(Photo-based point labeling data)
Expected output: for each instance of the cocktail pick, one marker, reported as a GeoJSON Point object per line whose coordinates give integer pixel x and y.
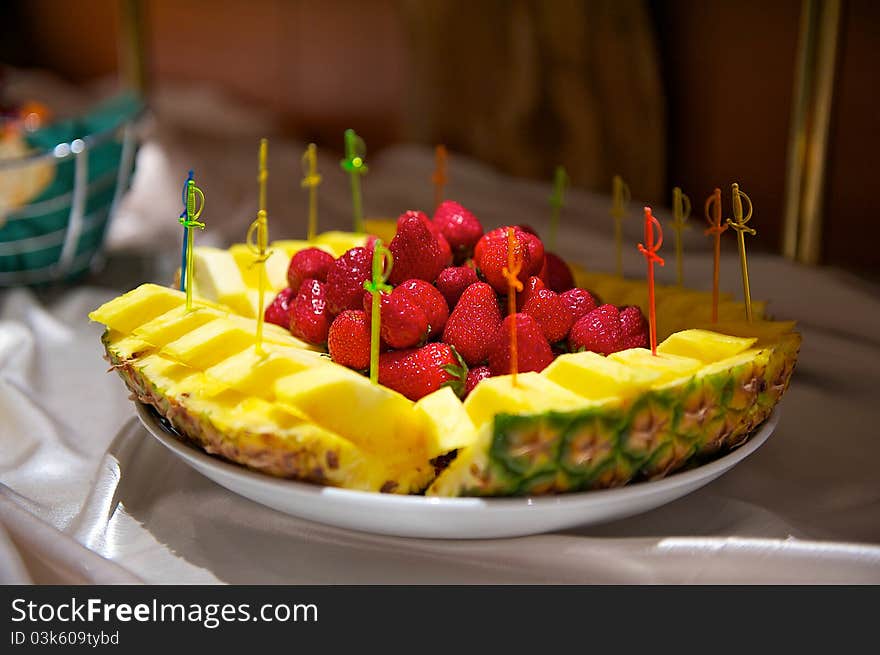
{"type": "Point", "coordinates": [354, 164]}
{"type": "Point", "coordinates": [383, 261]}
{"type": "Point", "coordinates": [258, 241]}
{"type": "Point", "coordinates": [311, 181]}
{"type": "Point", "coordinates": [511, 273]}
{"type": "Point", "coordinates": [738, 223]}
{"type": "Point", "coordinates": [649, 250]}
{"type": "Point", "coordinates": [712, 210]}
{"type": "Point", "coordinates": [620, 197]}
{"type": "Point", "coordinates": [557, 201]}
{"type": "Point", "coordinates": [190, 219]}
{"type": "Point", "coordinates": [438, 177]}
{"type": "Point", "coordinates": [681, 211]}
{"type": "Point", "coordinates": [183, 193]}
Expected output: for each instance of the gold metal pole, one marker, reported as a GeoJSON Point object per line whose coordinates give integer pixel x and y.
{"type": "Point", "coordinates": [808, 137]}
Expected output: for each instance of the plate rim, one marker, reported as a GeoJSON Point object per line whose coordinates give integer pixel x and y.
{"type": "Point", "coordinates": [149, 420]}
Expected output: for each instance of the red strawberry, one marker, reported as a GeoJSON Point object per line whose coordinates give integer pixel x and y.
{"type": "Point", "coordinates": [309, 318]}
{"type": "Point", "coordinates": [311, 263]}
{"type": "Point", "coordinates": [279, 311]}
{"type": "Point", "coordinates": [346, 277]}
{"type": "Point", "coordinates": [580, 302]}
{"type": "Point", "coordinates": [602, 331]}
{"type": "Point", "coordinates": [533, 350]}
{"type": "Point", "coordinates": [472, 324]}
{"type": "Point", "coordinates": [417, 249]}
{"type": "Point", "coordinates": [403, 322]}
{"type": "Point", "coordinates": [474, 377]}
{"type": "Point", "coordinates": [432, 302]}
{"type": "Point", "coordinates": [558, 275]}
{"type": "Point", "coordinates": [453, 281]}
{"type": "Point", "coordinates": [490, 256]}
{"type": "Point", "coordinates": [461, 228]}
{"type": "Point", "coordinates": [532, 285]}
{"type": "Point", "coordinates": [633, 328]}
{"type": "Point", "coordinates": [349, 340]}
{"type": "Point", "coordinates": [417, 372]}
{"type": "Point", "coordinates": [551, 313]}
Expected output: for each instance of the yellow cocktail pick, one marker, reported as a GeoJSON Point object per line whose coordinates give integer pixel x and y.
{"type": "Point", "coordinates": [439, 176]}
{"type": "Point", "coordinates": [738, 223]}
{"type": "Point", "coordinates": [311, 181]}
{"type": "Point", "coordinates": [190, 220]}
{"type": "Point", "coordinates": [620, 197]}
{"type": "Point", "coordinates": [258, 241]}
{"type": "Point", "coordinates": [681, 211]}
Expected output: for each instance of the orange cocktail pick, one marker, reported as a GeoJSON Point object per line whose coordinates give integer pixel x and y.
{"type": "Point", "coordinates": [649, 250]}
{"type": "Point", "coordinates": [439, 176]}
{"type": "Point", "coordinates": [511, 273]}
{"type": "Point", "coordinates": [712, 210]}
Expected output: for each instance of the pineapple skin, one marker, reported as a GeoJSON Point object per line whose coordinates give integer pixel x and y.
{"type": "Point", "coordinates": [656, 433]}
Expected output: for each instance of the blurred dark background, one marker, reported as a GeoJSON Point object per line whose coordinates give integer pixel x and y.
{"type": "Point", "coordinates": [681, 92]}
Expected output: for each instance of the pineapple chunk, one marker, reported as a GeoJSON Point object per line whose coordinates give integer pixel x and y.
{"type": "Point", "coordinates": [136, 307]}
{"type": "Point", "coordinates": [216, 276]}
{"type": "Point", "coordinates": [448, 426]}
{"type": "Point", "coordinates": [532, 393]}
{"type": "Point", "coordinates": [595, 377]}
{"type": "Point", "coordinates": [372, 416]}
{"type": "Point", "coordinates": [209, 344]}
{"type": "Point", "coordinates": [706, 346]}
{"type": "Point", "coordinates": [670, 367]}
{"type": "Point", "coordinates": [174, 324]}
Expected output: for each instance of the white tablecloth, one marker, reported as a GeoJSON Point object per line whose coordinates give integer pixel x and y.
{"type": "Point", "coordinates": [88, 496]}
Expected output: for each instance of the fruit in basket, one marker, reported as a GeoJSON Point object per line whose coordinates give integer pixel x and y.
{"type": "Point", "coordinates": [573, 420]}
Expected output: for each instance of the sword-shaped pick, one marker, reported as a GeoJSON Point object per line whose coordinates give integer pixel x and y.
{"type": "Point", "coordinates": [311, 181]}
{"type": "Point", "coordinates": [649, 250]}
{"type": "Point", "coordinates": [557, 201]}
{"type": "Point", "coordinates": [438, 177]}
{"type": "Point", "coordinates": [712, 210]}
{"type": "Point", "coordinates": [190, 219]}
{"type": "Point", "coordinates": [738, 223]}
{"type": "Point", "coordinates": [620, 197]}
{"type": "Point", "coordinates": [257, 240]}
{"type": "Point", "coordinates": [681, 211]}
{"type": "Point", "coordinates": [354, 164]}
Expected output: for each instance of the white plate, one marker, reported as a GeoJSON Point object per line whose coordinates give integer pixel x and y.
{"type": "Point", "coordinates": [449, 518]}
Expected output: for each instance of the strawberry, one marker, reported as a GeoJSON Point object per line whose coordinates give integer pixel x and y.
{"type": "Point", "coordinates": [474, 377]}
{"type": "Point", "coordinates": [558, 275]}
{"type": "Point", "coordinates": [346, 277]}
{"type": "Point", "coordinates": [460, 228]}
{"type": "Point", "coordinates": [533, 350]}
{"type": "Point", "coordinates": [417, 249]}
{"type": "Point", "coordinates": [490, 256]}
{"type": "Point", "coordinates": [473, 323]}
{"type": "Point", "coordinates": [608, 329]}
{"type": "Point", "coordinates": [453, 281]}
{"type": "Point", "coordinates": [633, 328]}
{"type": "Point", "coordinates": [403, 322]}
{"type": "Point", "coordinates": [532, 285]}
{"type": "Point", "coordinates": [311, 263]}
{"type": "Point", "coordinates": [580, 302]}
{"type": "Point", "coordinates": [309, 317]}
{"type": "Point", "coordinates": [432, 302]}
{"type": "Point", "coordinates": [417, 372]}
{"type": "Point", "coordinates": [349, 340]}
{"type": "Point", "coordinates": [551, 313]}
{"type": "Point", "coordinates": [279, 311]}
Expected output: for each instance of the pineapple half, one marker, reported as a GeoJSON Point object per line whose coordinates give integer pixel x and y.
{"type": "Point", "coordinates": [585, 422]}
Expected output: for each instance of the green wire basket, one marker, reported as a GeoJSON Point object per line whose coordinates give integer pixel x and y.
{"type": "Point", "coordinates": [59, 235]}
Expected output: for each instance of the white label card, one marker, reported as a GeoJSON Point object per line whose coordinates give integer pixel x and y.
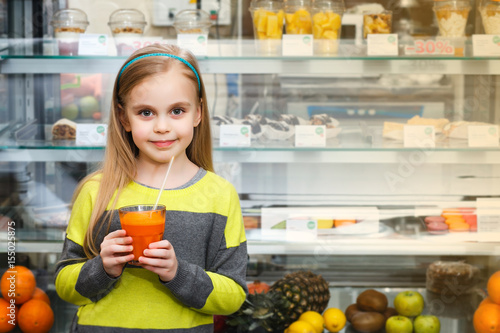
{"type": "Point", "coordinates": [91, 134]}
{"type": "Point", "coordinates": [483, 136]}
{"type": "Point", "coordinates": [488, 219]}
{"type": "Point", "coordinates": [235, 136]}
{"type": "Point", "coordinates": [297, 45]}
{"type": "Point", "coordinates": [486, 45]}
{"type": "Point", "coordinates": [310, 136]}
{"type": "Point", "coordinates": [198, 44]}
{"type": "Point", "coordinates": [301, 230]}
{"type": "Point", "coordinates": [93, 44]}
{"type": "Point", "coordinates": [382, 44]}
{"type": "Point", "coordinates": [419, 136]}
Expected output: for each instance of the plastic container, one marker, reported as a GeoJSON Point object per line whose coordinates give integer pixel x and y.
{"type": "Point", "coordinates": [326, 25]}
{"type": "Point", "coordinates": [452, 17]}
{"type": "Point", "coordinates": [298, 17]}
{"type": "Point", "coordinates": [490, 14]}
{"type": "Point", "coordinates": [127, 26]}
{"type": "Point", "coordinates": [68, 24]}
{"type": "Point", "coordinates": [267, 17]}
{"type": "Point", "coordinates": [192, 21]}
{"type": "Point", "coordinates": [377, 22]}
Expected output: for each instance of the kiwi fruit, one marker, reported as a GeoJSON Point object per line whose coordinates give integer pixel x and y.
{"type": "Point", "coordinates": [372, 300]}
{"type": "Point", "coordinates": [350, 311]}
{"type": "Point", "coordinates": [368, 322]}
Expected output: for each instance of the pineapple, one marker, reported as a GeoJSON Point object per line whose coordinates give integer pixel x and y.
{"type": "Point", "coordinates": [287, 299]}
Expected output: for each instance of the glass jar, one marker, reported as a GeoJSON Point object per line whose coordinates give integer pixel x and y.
{"type": "Point", "coordinates": [326, 24]}
{"type": "Point", "coordinates": [68, 24]}
{"type": "Point", "coordinates": [192, 21]}
{"type": "Point", "coordinates": [490, 14]}
{"type": "Point", "coordinates": [128, 22]}
{"type": "Point", "coordinates": [298, 17]}
{"type": "Point", "coordinates": [267, 17]}
{"type": "Point", "coordinates": [452, 17]}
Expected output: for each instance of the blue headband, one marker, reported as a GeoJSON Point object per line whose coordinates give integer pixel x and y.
{"type": "Point", "coordinates": [164, 55]}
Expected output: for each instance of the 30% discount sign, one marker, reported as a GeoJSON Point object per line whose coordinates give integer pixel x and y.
{"type": "Point", "coordinates": [430, 47]}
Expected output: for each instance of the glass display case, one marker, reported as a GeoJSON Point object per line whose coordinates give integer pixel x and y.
{"type": "Point", "coordinates": [368, 188]}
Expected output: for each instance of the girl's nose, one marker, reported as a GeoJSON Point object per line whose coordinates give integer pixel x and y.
{"type": "Point", "coordinates": [162, 124]}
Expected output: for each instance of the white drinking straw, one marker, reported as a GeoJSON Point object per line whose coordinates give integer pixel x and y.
{"type": "Point", "coordinates": [164, 182]}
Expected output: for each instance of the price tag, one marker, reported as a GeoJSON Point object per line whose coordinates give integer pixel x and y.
{"type": "Point", "coordinates": [488, 219]}
{"type": "Point", "coordinates": [301, 230]}
{"type": "Point", "coordinates": [310, 136]}
{"type": "Point", "coordinates": [419, 136]}
{"type": "Point", "coordinates": [297, 45]}
{"type": "Point", "coordinates": [93, 44]}
{"type": "Point", "coordinates": [430, 47]}
{"type": "Point", "coordinates": [486, 45]}
{"type": "Point", "coordinates": [382, 44]}
{"type": "Point", "coordinates": [235, 136]}
{"type": "Point", "coordinates": [127, 44]}
{"type": "Point", "coordinates": [91, 134]}
{"type": "Point", "coordinates": [198, 44]}
{"type": "Point", "coordinates": [483, 136]}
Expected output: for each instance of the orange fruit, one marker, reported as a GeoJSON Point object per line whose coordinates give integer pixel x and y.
{"type": "Point", "coordinates": [315, 319]}
{"type": "Point", "coordinates": [7, 317]}
{"type": "Point", "coordinates": [41, 295]}
{"type": "Point", "coordinates": [18, 283]}
{"type": "Point", "coordinates": [493, 287]}
{"type": "Point", "coordinates": [35, 316]}
{"type": "Point", "coordinates": [487, 319]}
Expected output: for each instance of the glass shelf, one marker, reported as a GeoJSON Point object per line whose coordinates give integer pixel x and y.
{"type": "Point", "coordinates": [240, 56]}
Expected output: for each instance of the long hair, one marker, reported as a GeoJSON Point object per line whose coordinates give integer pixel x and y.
{"type": "Point", "coordinates": [119, 165]}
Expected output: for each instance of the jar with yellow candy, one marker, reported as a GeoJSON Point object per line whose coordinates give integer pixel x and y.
{"type": "Point", "coordinates": [326, 24]}
{"type": "Point", "coordinates": [268, 18]}
{"type": "Point", "coordinates": [298, 17]}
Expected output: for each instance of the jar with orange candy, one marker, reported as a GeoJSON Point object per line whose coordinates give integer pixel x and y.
{"type": "Point", "coordinates": [298, 17]}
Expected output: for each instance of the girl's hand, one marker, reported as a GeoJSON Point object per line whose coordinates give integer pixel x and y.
{"type": "Point", "coordinates": [160, 258]}
{"type": "Point", "coordinates": [115, 252]}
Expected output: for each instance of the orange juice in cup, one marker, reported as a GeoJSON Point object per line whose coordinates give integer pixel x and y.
{"type": "Point", "coordinates": [144, 224]}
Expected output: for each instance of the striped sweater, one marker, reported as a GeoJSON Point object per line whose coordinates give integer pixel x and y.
{"type": "Point", "coordinates": [205, 227]}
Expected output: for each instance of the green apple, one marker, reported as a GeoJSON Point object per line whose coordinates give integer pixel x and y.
{"type": "Point", "coordinates": [427, 324]}
{"type": "Point", "coordinates": [398, 324]}
{"type": "Point", "coordinates": [88, 105]}
{"type": "Point", "coordinates": [70, 111]}
{"type": "Point", "coordinates": [409, 303]}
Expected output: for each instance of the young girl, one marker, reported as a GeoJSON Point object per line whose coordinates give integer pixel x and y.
{"type": "Point", "coordinates": [159, 110]}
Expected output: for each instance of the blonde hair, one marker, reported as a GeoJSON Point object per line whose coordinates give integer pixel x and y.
{"type": "Point", "coordinates": [119, 165]}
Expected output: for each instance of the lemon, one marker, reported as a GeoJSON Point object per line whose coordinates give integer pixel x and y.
{"type": "Point", "coordinates": [315, 319]}
{"type": "Point", "coordinates": [334, 319]}
{"type": "Point", "coordinates": [300, 326]}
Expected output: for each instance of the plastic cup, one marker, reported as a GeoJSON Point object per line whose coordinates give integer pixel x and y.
{"type": "Point", "coordinates": [377, 22]}
{"type": "Point", "coordinates": [192, 21]}
{"type": "Point", "coordinates": [267, 17]}
{"type": "Point", "coordinates": [68, 24]}
{"type": "Point", "coordinates": [144, 224]}
{"type": "Point", "coordinates": [127, 26]}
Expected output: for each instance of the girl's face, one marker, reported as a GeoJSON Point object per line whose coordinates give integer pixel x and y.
{"type": "Point", "coordinates": [161, 113]}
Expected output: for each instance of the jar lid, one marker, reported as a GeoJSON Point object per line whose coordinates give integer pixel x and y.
{"type": "Point", "coordinates": [127, 17]}
{"type": "Point", "coordinates": [266, 4]}
{"type": "Point", "coordinates": [69, 17]}
{"type": "Point", "coordinates": [192, 19]}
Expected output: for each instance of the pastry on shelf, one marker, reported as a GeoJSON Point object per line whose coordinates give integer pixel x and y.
{"type": "Point", "coordinates": [438, 124]}
{"type": "Point", "coordinates": [279, 130]}
{"type": "Point", "coordinates": [332, 124]}
{"type": "Point", "coordinates": [64, 129]}
{"type": "Point", "coordinates": [257, 123]}
{"type": "Point", "coordinates": [459, 129]}
{"type": "Point", "coordinates": [222, 120]}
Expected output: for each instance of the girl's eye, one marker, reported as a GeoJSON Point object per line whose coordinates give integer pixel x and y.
{"type": "Point", "coordinates": [146, 113]}
{"type": "Point", "coordinates": [177, 112]}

### Directions for this task
Repeat the line containing "Expected output: for each instance of the pastry" and all subsequent lines through the final line of the data, exactly and with no others.

### Worked answer
Expected output: for each instance of the pastry on shelf, one marker, reported as a GeoJSON Point object per line whose coordinates give integer pixel x and y.
{"type": "Point", "coordinates": [438, 124]}
{"type": "Point", "coordinates": [279, 130]}
{"type": "Point", "coordinates": [332, 124]}
{"type": "Point", "coordinates": [64, 129]}
{"type": "Point", "coordinates": [257, 123]}
{"type": "Point", "coordinates": [459, 129]}
{"type": "Point", "coordinates": [222, 120]}
Expected output: for each instance of the girl's eye, one marker, reported as a GeoJSON Point object per line whose coordinates give integer pixel x and y.
{"type": "Point", "coordinates": [146, 113]}
{"type": "Point", "coordinates": [177, 112]}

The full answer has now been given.